WORK INSTRUCTIONS:
Convert the records into a two-column CSV with the headers "request" and "answer", one row per request. Put each request's text and its answer in a single quoted field, with line breaks replaced by spaces. Begin at the line that has "q: person in red jacket" and stop after the line that has "top-left (8, 47), bottom-right (290, 87)".

Image entries on named regions:
---

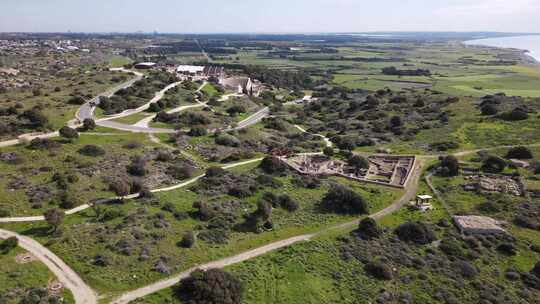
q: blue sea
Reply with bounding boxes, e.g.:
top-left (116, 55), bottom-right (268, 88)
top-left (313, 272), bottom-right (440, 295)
top-left (465, 36), bottom-right (540, 62)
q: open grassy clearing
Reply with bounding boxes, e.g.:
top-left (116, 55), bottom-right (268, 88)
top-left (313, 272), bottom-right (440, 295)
top-left (0, 165), bottom-right (401, 295)
top-left (109, 112), bottom-right (152, 125)
top-left (0, 133), bottom-right (158, 216)
top-left (0, 67), bottom-right (131, 139)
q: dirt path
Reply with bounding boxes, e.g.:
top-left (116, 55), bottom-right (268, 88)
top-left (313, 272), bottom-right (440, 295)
top-left (0, 158), bottom-right (262, 223)
top-left (0, 229), bottom-right (97, 304)
top-left (426, 171), bottom-right (452, 214)
top-left (112, 159), bottom-right (425, 304)
top-left (294, 125), bottom-right (334, 148)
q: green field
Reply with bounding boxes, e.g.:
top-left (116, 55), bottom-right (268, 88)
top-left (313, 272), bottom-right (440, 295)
top-left (0, 248), bottom-right (74, 303)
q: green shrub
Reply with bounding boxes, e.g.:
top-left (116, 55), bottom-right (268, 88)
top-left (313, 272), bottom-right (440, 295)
top-left (322, 184), bottom-right (368, 214)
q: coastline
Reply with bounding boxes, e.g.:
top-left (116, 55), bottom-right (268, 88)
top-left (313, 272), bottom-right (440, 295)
top-left (462, 36), bottom-right (540, 67)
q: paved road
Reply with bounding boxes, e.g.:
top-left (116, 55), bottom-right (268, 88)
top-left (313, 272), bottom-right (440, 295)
top-left (294, 125), bottom-right (334, 148)
top-left (0, 229), bottom-right (97, 304)
top-left (425, 171), bottom-right (452, 215)
top-left (0, 158), bottom-right (262, 223)
top-left (96, 81), bottom-right (207, 134)
top-left (112, 160), bottom-right (424, 304)
top-left (75, 69), bottom-right (143, 124)
top-left (232, 107), bottom-right (270, 130)
top-left (0, 68), bottom-right (143, 148)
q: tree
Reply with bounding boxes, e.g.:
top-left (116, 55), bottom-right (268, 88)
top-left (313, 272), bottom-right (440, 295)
top-left (480, 104), bottom-right (499, 116)
top-left (356, 217), bottom-right (382, 240)
top-left (59, 126), bottom-right (79, 139)
top-left (322, 184), bottom-right (368, 214)
top-left (336, 137), bottom-right (356, 151)
top-left (364, 262), bottom-right (393, 280)
top-left (505, 146), bottom-right (533, 159)
top-left (440, 155), bottom-right (459, 176)
top-left (394, 222), bottom-right (435, 245)
top-left (174, 269), bottom-right (244, 304)
top-left (127, 155), bottom-right (147, 176)
top-left (347, 155), bottom-right (369, 172)
top-left (167, 165), bottom-right (195, 179)
top-left (109, 179), bottom-right (131, 197)
top-left (19, 108), bottom-right (49, 128)
top-left (482, 155), bottom-right (507, 173)
top-left (323, 147), bottom-right (334, 157)
top-left (531, 262), bottom-right (540, 278)
top-left (215, 134), bottom-right (240, 147)
top-left (259, 156), bottom-right (287, 174)
top-left (68, 96), bottom-right (86, 105)
top-left (180, 231), bottom-right (195, 248)
top-left (83, 118), bottom-right (96, 131)
top-left (499, 108), bottom-right (529, 121)
top-left (188, 126), bottom-right (208, 137)
top-left (390, 116), bottom-right (403, 129)
top-left (0, 236), bottom-right (19, 254)
top-left (78, 145), bottom-right (105, 157)
top-left (43, 208), bottom-right (65, 232)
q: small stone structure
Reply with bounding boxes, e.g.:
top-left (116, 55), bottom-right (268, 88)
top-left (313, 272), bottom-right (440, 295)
top-left (464, 175), bottom-right (524, 196)
top-left (410, 194), bottom-right (433, 212)
top-left (510, 158), bottom-right (531, 169)
top-left (453, 215), bottom-right (506, 234)
top-left (279, 155), bottom-right (415, 188)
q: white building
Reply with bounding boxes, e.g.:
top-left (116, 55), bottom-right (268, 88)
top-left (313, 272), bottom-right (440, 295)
top-left (176, 65), bottom-right (204, 75)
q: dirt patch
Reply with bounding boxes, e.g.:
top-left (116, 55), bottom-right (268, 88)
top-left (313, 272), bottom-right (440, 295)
top-left (15, 252), bottom-right (37, 264)
top-left (47, 281), bottom-right (64, 294)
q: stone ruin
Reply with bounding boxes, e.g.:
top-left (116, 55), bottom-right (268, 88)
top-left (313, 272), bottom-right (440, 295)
top-left (279, 155), bottom-right (415, 188)
top-left (464, 175), bottom-right (524, 196)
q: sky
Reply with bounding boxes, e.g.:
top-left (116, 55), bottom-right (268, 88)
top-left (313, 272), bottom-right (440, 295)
top-left (0, 0), bottom-right (540, 33)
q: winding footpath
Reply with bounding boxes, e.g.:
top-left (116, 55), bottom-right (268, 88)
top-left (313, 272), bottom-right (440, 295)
top-left (0, 68), bottom-right (143, 148)
top-left (0, 229), bottom-right (97, 304)
top-left (0, 69), bottom-right (540, 304)
top-left (112, 160), bottom-right (425, 304)
top-left (294, 125), bottom-right (334, 148)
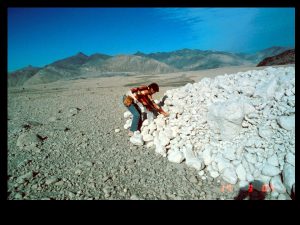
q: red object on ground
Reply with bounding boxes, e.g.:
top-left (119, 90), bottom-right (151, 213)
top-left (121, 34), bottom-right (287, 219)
top-left (248, 184), bottom-right (253, 193)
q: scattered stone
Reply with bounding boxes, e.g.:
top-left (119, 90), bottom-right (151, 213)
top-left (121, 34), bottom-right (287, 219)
top-left (45, 177), bottom-right (58, 185)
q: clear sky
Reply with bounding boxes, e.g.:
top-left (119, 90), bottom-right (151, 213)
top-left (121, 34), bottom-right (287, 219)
top-left (8, 8), bottom-right (295, 71)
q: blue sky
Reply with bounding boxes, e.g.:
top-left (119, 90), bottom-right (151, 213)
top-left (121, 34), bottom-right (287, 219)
top-left (8, 8), bottom-right (295, 71)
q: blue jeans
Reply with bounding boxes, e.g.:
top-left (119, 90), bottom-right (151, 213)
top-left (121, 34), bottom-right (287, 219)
top-left (123, 95), bottom-right (142, 132)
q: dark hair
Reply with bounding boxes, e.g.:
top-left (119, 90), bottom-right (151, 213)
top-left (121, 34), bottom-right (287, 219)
top-left (148, 83), bottom-right (159, 92)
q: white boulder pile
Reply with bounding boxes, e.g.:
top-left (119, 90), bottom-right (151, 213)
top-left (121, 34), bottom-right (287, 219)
top-left (124, 67), bottom-right (295, 199)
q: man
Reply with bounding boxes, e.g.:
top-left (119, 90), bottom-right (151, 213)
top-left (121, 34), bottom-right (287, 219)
top-left (123, 83), bottom-right (169, 136)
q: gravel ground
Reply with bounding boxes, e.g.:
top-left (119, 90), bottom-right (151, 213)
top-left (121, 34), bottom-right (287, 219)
top-left (7, 66), bottom-right (286, 200)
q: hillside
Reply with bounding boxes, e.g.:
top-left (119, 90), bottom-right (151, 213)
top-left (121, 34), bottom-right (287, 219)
top-left (257, 49), bottom-right (295, 66)
top-left (7, 66), bottom-right (41, 87)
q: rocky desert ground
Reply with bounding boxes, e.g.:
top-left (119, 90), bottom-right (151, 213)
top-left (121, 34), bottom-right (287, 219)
top-left (7, 67), bottom-right (296, 200)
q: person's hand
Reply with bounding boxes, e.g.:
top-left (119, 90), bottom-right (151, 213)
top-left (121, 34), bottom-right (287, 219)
top-left (162, 112), bottom-right (170, 117)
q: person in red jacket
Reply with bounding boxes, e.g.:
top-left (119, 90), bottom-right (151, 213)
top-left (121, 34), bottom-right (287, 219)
top-left (123, 83), bottom-right (169, 136)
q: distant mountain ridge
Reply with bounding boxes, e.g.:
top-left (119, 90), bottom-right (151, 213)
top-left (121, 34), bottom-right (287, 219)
top-left (257, 49), bottom-right (295, 66)
top-left (8, 46), bottom-right (288, 86)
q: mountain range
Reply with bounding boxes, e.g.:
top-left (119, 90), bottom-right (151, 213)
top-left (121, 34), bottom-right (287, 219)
top-left (8, 47), bottom-right (290, 87)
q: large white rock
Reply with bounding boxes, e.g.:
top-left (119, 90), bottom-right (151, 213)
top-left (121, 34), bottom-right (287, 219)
top-left (129, 131), bottom-right (144, 146)
top-left (202, 146), bottom-right (212, 166)
top-left (285, 152), bottom-right (295, 166)
top-left (277, 115), bottom-right (295, 130)
top-left (261, 164), bottom-right (281, 177)
top-left (207, 100), bottom-right (244, 140)
top-left (270, 175), bottom-right (286, 194)
top-left (183, 148), bottom-right (204, 170)
top-left (223, 168), bottom-right (237, 184)
top-left (235, 164), bottom-right (246, 181)
top-left (168, 150), bottom-right (184, 163)
top-left (143, 134), bottom-right (153, 142)
top-left (258, 126), bottom-right (274, 140)
top-left (267, 154), bottom-right (279, 166)
top-left (254, 78), bottom-right (277, 99)
top-left (124, 111), bottom-right (132, 119)
top-left (158, 131), bottom-right (170, 146)
top-left (210, 170), bottom-right (220, 178)
top-left (282, 163), bottom-right (295, 194)
top-left (217, 158), bottom-right (231, 173)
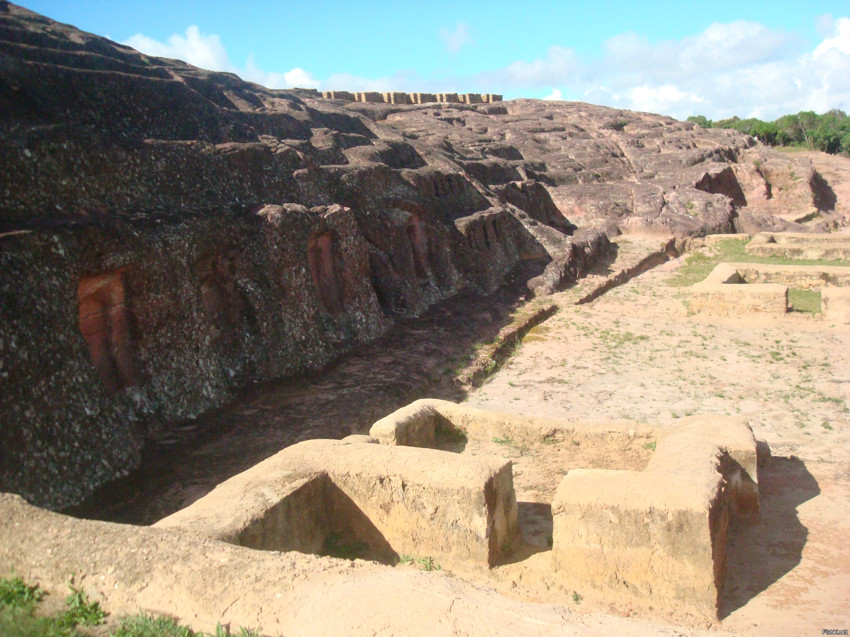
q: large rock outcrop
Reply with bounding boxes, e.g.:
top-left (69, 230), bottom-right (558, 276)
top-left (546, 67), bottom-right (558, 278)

---

TASK ANSWER:
request,answer
"q: person in red jacket Reply with bounding boxes, e.g.: top-left (119, 90), bottom-right (151, 213) top-left (121, 34), bottom-right (287, 219)","top-left (123, 83), bottom-right (169, 136)"
"q: distant mountain ridge Reply with bounding boxes, e.g.: top-left (119, 90), bottom-right (151, 213) top-left (121, 34), bottom-right (287, 219)","top-left (257, 49), bottom-right (295, 66) top-left (8, 46), bottom-right (288, 86)"
"q: mountain range Reply with bounding boxes, e.g.: top-left (119, 90), bottom-right (151, 213) top-left (121, 34), bottom-right (287, 219)","top-left (8, 47), bottom-right (290, 87)"